Saved entries
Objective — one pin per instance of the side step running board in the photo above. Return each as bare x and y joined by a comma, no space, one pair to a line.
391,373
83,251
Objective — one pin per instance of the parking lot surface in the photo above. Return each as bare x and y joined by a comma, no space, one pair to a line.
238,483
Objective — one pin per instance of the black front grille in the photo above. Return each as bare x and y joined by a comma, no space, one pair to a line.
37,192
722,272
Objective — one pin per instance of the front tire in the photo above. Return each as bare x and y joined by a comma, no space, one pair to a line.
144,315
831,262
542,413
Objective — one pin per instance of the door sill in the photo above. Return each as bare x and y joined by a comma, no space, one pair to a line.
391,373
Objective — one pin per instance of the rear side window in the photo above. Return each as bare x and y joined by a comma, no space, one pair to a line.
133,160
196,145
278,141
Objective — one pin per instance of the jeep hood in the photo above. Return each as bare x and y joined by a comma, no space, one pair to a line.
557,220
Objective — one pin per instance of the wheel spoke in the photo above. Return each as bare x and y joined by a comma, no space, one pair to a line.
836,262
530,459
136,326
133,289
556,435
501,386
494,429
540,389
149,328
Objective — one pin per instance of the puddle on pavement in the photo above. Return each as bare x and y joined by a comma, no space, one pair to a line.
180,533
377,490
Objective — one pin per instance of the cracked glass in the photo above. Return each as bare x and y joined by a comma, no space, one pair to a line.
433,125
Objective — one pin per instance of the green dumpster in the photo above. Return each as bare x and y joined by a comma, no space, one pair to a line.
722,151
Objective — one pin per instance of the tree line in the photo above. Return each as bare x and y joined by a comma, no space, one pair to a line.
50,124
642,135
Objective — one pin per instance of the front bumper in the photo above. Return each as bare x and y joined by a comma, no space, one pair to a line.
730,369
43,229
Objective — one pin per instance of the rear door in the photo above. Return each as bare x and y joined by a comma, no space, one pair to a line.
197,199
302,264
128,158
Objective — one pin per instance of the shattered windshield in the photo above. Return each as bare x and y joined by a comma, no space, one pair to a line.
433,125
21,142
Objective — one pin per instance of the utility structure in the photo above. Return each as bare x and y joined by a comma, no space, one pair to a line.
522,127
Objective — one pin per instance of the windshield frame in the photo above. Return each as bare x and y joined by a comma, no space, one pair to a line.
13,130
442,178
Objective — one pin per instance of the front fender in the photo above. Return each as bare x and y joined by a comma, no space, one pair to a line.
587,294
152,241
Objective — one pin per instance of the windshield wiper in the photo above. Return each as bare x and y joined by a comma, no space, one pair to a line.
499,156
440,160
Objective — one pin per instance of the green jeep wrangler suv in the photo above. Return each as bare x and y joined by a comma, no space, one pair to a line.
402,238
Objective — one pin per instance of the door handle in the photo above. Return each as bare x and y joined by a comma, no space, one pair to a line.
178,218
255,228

* [THE EXERCISE]:
Your task is to reproduce all of the records exactly.

* [CORRECT RESULT]:
Objective — one pin per instance of the side step running board in the photo above. Return each as bare x and y joined by a comma, no space, one pair to a line.
391,373
83,251
Objective — one pin per instance of the parking lot surface in the photo above. Return each as bare x and y joined by a comma, no space, one pair to a line.
238,483
Objective — one pin per instance of the black front grille in the photo above. Return each as bare x and y joined by a comma, no space, one pair to a line.
37,192
722,272
Objective — one pin per instance of the front tire in the photo above. Return each as bare x and y joined by a comma, no space, one pair to a line.
144,315
831,262
542,413
Objective — one pin per instance of the door sill in the photo above. Return each as bare x and y joined by a comma, no space, one pair to a line.
391,373
Objective — one pin per instance of the rear side window in the photo above. Return each as bare x and y joined by a comma, no space, one pair to a line.
133,160
196,145
278,141
Objective — one pin per instance of the jeep hood in the photo above. Return each as bare x and y joined by a comma, no space, one pair to a line.
557,220
Objective — one pin per instance of the wheel spoke in the photo above. Return each as bare x and y joined by a comma, no space, one pair to a line.
836,262
530,459
136,326
133,289
556,435
501,386
494,429
540,389
149,328
Objective — one pin per instance of the puddle on pavement in the photo above. Return each as bare x and y joined by a comma, no space, one pair to a line.
180,533
377,490
Objective — one pin per instance of the cracked glass in the photo above. Return each as bare x and y joined by a comma, no space, one pair to a line.
433,125
Objective — one pin per instance of the green dumpster in the photo above. Return each as bare x and y joined by a comma, no space, one pair to a line.
722,151
Objective — one pin per instance of the tree line in the photo above. Return each as bare x and y joined by a comma, no space, one pair to a line.
50,124
642,135
Objective — one pin per instance of the front bumper in the photo above. Return each as bare x and y joined by a comma, no space, one pair to a line.
730,369
43,229
Objective — one pin per instance of the rear door in the photo above. Return each as bare x and y joined by a comma, no space, one pair to a line.
197,199
302,264
128,158
Objective — one pin per instance of the shattered windshield in the photo above. Return each as bare x and y joined by a comma, no space, one pair to a line.
433,125
21,142
Objective — one pin per instance of the utility structure in the photo above. Return each as bare x and y joined by a comma, no space, one pair to a line.
522,127
Objective — one pin per instance of the windshield frame in the photo above. Return each as bare x and y joined by a comma, no space, one pair to a line.
13,130
442,178
Objective — one pin per instance of the front fender in the photo above. Return each as bare x and y joined by a comma, no space, one pair to a line.
587,294
152,241
Objective — one pin per instance of the windshield wiper in the photo above. Return each as bare x and y joined by a comma, no space, one pair to a line.
499,156
440,160
Objective — one pin per instance of the green jeep wrangler suv in the photo above. Return each as bare x and y joined by a comma, no space, one pair to a line.
402,238
Objective — one pin per instance of the door handle in the photo above. Return each as bare x and y joined by a comma, no space, one pair to a line.
178,218
255,228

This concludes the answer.